#### Tugas Anda
Teruskan artikel tentang dugaan kartel minyak goreng, dimulai tepat setelah kalimat terakhir yang ditampilkan.

#### Potongan Dokumen

--------------------------------

Mohon tunggu...
Irwan Rinaldi Sikumbang
Irwan Rinaldi Sikumbang Mohon Tunggu... Freelancer - Freelancer

menulis untuk menikmati kehidupan

Selanjutnya

Tutup

Money Pilihan

Betulkah Ada Kartel Minyak Goreng? KPPU Mana Suaranya?

25 Maret 2022   08:02 Diperbarui: 27 Maret 2022   15:44 461
+
Laporkan Konten
Laporkan Akun
Kompasiana adalah platform blog. Konten ini menjadi tanggung jawab bloger dan tidak mewakili pandangan redaksi Kompas.
Lihat foto
Bagikan ide kreativitasmu dalam bentuk konten di Kompasiana | Sumber gambar: Freepik

Istilah "kartel" cukup sering mengemuka bila membahas perdagangan atas barang tertentu yang mengalami kenaikan harga. Meskipun barang tersebut berasal dari beberapa produsen yang berbeda, tapi terlihat "kompak" dalam menaikkan harga.

Kartel memang berkonotasi negatif dalam arti merusak persaingan yang sehat dalam perdagangan. Caranya, beberapa perusahaan yang menguasai pasar untuk suatu produk yang sama, "sepakat" untuk menjual produk tersebut dengan harga tertentu.

Nah, sekarang yang lagi ramai dibicarakan adalah dugaan adanya kartel minyak goreng. Soalnya, dalam peta perdagangan minyak goreng di negara kita, ada beberapa perusahaan yang menguasai pasar.

--------------------------------

#### Data Sumber

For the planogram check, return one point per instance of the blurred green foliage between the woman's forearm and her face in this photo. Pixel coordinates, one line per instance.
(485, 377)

--------------------------------

#### Jawaban Anda
Ya, raja minyak goreng Indonesia itu, hanya berkisar pada beberapa nama perusahaan saja. Kompas.com (24/1/2022) menuliskan deretan konglomerat penguasa minyak goreng di Indonesia sebagai berikut.

Pertama, Martua Sitorus yang merupakan sosok di balik mengguritanya bisnis Grup Wilmar. Di Indonesia, merek minyak goreng dari grup Wilmar adalah Fortune dan Sania.

Kedua, Anthony Salim yang mengendalikan Grup Salim dengan berbagai bidang usahanya. Memang, yang paling terkenal dari grup ini adalah produk mi instannya dengan merek Indomie, yang telah merambah ke berbagai negara.

Tapi, selain itu, grup Salim juga mempunyai perkebunan sawit. Adapun merek minyak goreng dari grup Salim adalah Bimoli, Delima, dan Happy.

Ketiga, Keluarga Widjaja yang merupakan pemilik Grup Sinar Mas. Merek minyak goreng yang terkenal dari grup ini adalah Filma.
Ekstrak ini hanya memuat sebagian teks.